## Begin

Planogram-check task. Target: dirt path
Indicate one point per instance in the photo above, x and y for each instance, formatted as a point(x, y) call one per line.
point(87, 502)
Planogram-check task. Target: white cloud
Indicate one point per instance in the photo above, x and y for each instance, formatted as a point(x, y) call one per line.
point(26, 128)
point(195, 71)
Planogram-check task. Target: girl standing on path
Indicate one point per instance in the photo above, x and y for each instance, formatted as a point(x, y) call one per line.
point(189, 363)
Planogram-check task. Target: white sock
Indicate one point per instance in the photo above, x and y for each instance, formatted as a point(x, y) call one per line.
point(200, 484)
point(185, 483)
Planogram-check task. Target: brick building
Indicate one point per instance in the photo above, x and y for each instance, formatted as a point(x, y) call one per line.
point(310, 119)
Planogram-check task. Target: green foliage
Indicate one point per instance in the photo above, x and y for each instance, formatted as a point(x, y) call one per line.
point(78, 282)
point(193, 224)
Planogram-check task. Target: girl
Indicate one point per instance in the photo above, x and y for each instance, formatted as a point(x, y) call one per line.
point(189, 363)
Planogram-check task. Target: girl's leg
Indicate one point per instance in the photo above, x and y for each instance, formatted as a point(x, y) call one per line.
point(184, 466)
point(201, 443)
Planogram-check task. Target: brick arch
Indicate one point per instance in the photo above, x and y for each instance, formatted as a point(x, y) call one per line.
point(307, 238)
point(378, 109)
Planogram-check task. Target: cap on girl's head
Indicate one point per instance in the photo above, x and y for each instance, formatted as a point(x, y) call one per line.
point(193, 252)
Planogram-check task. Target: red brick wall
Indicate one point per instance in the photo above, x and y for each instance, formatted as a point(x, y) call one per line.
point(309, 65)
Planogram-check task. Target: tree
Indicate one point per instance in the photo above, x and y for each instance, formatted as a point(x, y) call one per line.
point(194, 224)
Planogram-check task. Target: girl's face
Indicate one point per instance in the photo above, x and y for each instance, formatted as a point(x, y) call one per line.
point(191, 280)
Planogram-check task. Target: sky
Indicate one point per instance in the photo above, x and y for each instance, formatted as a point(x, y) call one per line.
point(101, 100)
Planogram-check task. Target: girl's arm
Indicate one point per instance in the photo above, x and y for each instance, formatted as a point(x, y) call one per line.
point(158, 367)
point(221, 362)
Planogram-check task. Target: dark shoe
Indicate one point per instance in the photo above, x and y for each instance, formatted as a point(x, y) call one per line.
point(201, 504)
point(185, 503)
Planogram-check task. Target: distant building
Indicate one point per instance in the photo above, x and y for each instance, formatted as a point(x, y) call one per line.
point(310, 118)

## End

**Work to be completed**
Swap "Planogram-check task" for "Shelf-audit task" throughout the listing above and give all of it again, with every other line left unchanged.

**Response for this exercise**
Shelf-audit task. Target: dirt path
Indicate one point per instance in the photo above, x and y for each instance, formatted as a point(x, y) call one per line.
point(87, 502)
Shelf-audit task. Target: white cloud
Indicate one point per instance in the photo above, x and y for each instance, formatted as a point(x, y) call one per line.
point(26, 128)
point(195, 71)
Shelf-audit task. Target: girl standing on path
Indicate one point per instance in the photo above, x and y for each instance, formatted as a point(x, y) call one per line.
point(189, 363)
Shelf-audit task. Target: white sock
Indicate one point per instance in the photo above, x and y for each instance, formatted as a point(x, y) call one per line.
point(200, 484)
point(185, 483)
Shelf-audit task. Target: brick building
Indicate one point per instance in the photo above, x and y for each instance, formatted as a point(x, y) call one per line.
point(310, 119)
Shelf-audit task. Target: green foliage
Indicate one point per instance in the photo above, x and y for each instance, formatted as a point(x, y) call one per line.
point(78, 282)
point(193, 224)
Shelf-audit task. Target: girl
Indicate one point per instance in the photo above, x and y for each instance, formatted as a point(x, y) call one per line.
point(189, 363)
Shelf-audit task. Target: girl's leg
Indicate one point per instance in the photo above, x and y for each instance, formatted as a point(x, y) call one per line.
point(184, 466)
point(201, 443)
Shelf-audit task. Target: brick arch
Indicate one point per instance in the photo above, x and y for each instance, formatted as a point(x, y) call one per line.
point(307, 238)
point(378, 109)
Shelf-audit task. Target: cap on girl's head
Indicate one point per instance in the photo above, x and y for each instance, formatted as a point(x, y) call one per line.
point(193, 252)
Shelf-audit task. Target: red brick wall
Indicate one point per instance in the photo above, x and y for each instance, formatted as a point(x, y) call one per line.
point(309, 65)
Shelf-audit task. Target: tree
Indicate one point per instance in the photo above, x and y for each instance, formatted as a point(x, y) call one per line.
point(194, 224)
Shelf-audit task. Target: girl's face
Indicate one point per instance in the photo above, x and y for each instance, formatted as a point(x, y) call one per line.
point(191, 280)
Shelf-audit task. Target: sky
Indicate one point per instance in the photo above, x and y for each instance, formatted as a point(x, y) call one per line.
point(101, 100)
Shelf-audit task. Target: girl's arm
Indicate one point per instance in the photo above, x and y for each instance, formatted as a point(x, y) call one per line.
point(158, 367)
point(221, 362)
Shelf-audit task. Target: dark shoe
Indicate one point per instance in the photo above, x and y for each instance, formatted as a point(x, y) call one per line.
point(201, 504)
point(185, 503)
Shelf-audit task. Target: distant building
Indicate one point per instance in the photo above, x and y for each instance, formatted as a point(x, y) call one per line.
point(310, 118)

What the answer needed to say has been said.